## Challenge
Exactly repeat the line that contains "Practice. Locate the driveway", then every line after it up to and including the final line.

## Records provided

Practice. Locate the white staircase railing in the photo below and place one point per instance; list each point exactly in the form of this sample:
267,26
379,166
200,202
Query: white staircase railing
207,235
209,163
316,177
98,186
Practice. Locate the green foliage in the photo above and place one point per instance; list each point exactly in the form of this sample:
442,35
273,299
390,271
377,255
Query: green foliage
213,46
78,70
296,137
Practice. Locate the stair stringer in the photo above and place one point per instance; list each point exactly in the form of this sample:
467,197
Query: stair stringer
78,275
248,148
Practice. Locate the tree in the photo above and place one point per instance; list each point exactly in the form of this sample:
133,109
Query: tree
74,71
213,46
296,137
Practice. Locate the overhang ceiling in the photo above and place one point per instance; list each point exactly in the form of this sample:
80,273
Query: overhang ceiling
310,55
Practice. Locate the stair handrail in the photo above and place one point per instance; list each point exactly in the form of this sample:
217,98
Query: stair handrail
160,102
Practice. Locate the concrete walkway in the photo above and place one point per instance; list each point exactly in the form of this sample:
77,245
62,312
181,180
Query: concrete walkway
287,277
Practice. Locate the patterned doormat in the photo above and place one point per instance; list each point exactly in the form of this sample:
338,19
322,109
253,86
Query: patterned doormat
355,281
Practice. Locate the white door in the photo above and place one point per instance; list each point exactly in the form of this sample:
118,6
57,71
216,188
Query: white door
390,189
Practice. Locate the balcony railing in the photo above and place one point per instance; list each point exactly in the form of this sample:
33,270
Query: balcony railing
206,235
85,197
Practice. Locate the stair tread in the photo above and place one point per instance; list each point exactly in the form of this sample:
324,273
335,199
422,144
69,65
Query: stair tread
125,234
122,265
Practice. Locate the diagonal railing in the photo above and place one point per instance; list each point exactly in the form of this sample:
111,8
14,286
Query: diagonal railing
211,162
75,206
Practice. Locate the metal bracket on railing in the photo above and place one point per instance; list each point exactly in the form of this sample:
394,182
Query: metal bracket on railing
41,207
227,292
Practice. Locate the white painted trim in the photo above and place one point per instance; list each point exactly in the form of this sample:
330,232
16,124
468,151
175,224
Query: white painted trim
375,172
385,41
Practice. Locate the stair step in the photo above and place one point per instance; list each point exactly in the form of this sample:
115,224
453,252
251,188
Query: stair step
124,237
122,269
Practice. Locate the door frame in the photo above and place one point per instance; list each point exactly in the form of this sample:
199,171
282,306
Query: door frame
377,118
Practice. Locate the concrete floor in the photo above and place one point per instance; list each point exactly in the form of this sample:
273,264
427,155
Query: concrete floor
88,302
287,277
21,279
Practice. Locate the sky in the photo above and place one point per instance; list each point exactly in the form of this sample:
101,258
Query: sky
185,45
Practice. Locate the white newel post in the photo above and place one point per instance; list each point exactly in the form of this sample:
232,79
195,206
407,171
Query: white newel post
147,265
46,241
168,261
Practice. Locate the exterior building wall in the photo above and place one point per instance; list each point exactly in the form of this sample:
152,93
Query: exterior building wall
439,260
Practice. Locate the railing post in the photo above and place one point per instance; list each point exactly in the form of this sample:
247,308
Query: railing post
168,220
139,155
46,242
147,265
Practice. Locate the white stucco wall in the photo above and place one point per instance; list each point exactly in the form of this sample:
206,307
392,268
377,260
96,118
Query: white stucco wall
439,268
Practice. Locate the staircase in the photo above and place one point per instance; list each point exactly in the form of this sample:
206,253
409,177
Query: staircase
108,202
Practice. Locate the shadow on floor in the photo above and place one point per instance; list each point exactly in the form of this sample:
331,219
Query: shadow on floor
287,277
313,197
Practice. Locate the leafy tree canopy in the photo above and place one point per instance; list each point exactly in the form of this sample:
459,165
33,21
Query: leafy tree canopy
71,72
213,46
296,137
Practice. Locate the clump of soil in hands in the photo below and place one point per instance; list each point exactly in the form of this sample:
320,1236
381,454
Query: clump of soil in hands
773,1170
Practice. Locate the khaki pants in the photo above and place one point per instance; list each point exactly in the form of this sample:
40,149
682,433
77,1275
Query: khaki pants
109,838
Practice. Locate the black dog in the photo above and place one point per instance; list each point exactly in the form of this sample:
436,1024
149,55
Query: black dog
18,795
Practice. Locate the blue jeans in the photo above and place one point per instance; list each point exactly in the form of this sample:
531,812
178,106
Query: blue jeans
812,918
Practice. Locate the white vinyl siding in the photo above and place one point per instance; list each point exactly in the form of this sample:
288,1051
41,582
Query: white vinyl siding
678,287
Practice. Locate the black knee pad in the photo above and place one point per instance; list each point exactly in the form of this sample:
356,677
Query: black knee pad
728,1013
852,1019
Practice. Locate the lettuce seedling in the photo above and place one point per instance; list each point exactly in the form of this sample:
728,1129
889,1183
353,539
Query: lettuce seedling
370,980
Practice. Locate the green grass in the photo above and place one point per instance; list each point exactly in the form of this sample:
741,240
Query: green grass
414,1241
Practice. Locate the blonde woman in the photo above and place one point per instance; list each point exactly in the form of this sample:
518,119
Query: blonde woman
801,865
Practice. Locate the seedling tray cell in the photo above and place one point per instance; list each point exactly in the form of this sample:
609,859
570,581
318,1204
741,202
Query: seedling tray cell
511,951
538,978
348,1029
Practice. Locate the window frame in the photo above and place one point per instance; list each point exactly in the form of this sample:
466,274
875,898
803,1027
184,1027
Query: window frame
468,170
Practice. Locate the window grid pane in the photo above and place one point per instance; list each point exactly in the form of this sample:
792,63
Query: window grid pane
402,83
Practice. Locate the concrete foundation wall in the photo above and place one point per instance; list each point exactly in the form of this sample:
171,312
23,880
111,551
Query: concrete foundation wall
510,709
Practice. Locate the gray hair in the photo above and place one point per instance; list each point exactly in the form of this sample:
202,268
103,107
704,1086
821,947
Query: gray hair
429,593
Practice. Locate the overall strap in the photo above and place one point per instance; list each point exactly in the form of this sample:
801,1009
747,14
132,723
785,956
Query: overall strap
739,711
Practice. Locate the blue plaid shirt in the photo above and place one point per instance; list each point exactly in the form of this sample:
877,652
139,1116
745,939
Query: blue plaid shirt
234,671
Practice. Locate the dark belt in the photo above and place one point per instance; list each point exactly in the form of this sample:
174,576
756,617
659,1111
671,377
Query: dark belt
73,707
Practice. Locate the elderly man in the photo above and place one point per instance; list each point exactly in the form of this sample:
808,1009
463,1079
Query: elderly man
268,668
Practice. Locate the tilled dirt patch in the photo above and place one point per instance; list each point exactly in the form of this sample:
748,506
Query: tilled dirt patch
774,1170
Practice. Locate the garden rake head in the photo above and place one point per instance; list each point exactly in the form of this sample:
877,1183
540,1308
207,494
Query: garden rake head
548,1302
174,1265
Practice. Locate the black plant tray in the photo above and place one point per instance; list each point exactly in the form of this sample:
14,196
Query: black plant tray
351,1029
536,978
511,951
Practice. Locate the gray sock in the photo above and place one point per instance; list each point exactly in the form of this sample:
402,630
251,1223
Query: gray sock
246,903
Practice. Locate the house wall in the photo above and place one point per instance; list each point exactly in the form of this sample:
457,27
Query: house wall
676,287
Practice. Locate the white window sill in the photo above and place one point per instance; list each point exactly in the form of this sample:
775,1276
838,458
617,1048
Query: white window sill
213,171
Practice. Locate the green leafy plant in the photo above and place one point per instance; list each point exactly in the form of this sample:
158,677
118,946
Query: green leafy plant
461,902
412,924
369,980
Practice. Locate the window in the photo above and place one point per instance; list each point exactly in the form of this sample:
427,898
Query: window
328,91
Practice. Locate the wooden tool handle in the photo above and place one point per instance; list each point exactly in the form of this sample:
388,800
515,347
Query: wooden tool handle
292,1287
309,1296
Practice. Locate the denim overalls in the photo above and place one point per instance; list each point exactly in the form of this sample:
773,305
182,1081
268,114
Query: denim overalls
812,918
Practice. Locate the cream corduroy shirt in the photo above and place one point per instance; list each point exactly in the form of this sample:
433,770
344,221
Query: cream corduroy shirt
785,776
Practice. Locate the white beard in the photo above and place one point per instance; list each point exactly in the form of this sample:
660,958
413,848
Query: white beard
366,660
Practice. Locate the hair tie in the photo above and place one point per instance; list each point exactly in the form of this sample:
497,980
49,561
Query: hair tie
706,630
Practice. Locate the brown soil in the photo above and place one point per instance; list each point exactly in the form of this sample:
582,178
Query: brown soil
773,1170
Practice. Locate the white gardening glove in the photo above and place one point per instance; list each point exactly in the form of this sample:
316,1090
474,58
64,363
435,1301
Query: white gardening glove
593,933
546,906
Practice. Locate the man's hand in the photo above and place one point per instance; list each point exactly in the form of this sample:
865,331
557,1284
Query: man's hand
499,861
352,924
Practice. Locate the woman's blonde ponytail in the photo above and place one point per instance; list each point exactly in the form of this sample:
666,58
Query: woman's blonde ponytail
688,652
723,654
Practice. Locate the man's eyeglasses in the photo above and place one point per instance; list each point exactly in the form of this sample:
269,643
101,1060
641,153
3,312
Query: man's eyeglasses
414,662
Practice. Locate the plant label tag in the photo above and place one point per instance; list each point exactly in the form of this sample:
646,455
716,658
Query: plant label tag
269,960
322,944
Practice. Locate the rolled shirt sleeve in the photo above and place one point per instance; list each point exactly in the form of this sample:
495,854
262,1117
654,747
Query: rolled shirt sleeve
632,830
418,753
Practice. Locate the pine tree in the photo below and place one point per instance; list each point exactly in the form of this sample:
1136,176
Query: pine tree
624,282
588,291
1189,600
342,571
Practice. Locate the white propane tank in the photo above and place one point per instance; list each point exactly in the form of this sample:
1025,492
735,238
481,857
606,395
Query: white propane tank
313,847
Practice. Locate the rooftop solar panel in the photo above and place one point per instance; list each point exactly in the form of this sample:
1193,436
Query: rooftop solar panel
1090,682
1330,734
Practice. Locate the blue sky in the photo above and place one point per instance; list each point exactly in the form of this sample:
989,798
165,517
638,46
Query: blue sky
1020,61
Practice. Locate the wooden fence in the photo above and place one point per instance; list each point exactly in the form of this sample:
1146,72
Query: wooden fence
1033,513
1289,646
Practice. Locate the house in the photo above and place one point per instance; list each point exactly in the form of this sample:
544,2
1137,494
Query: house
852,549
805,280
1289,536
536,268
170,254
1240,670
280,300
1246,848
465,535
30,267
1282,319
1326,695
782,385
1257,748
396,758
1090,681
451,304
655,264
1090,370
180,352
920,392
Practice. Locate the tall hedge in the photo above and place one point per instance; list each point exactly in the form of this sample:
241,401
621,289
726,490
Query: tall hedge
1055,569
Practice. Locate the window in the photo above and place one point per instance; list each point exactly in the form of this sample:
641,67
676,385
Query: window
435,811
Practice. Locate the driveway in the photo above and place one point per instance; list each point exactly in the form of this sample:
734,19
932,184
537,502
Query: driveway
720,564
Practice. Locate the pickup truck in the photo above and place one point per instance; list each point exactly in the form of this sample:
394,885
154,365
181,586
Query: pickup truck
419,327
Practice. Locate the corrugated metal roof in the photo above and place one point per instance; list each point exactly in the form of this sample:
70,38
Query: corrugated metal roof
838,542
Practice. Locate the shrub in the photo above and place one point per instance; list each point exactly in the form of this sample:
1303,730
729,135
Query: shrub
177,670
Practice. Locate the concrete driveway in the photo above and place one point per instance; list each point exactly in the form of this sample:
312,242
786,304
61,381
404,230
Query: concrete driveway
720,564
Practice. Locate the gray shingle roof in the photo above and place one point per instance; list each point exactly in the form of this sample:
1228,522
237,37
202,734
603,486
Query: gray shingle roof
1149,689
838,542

## Solution for this exercise
Practice. Locate the driveway in the photo above and place one point per instance; list each point exactly in the form of this sample:
734,19
932,184
537,502
Query: driveway
720,564
Practice. Locate the pickup truck in the photo above and place one point per instance; list each point exactly in the form of this sample:
394,885
154,365
181,586
Query: pickup truck
419,327
Practice. Locate the corrugated metal roof in the photo above and place one point per instance; list each point exactly in the form of this sample:
70,38
Query: corrugated metal roof
838,542
Practice. Locate the shrub in the photo above and place one point per instance; list each point exactly in the form of this sample:
1303,730
729,135
Query: shrub
177,670
Practice. Locate the concrete driveway in the photo above and place one point per instance; list each point exactly in the form of this sample:
312,242
786,304
61,381
404,230
Query: concrete driveway
720,564
Practice. Locate the gray shingle roof in the photo above and place one point per instance; list each point exactly in the form of this sample:
1228,522
237,37
202,734
603,486
Query: gray shingle roof
1149,689
838,542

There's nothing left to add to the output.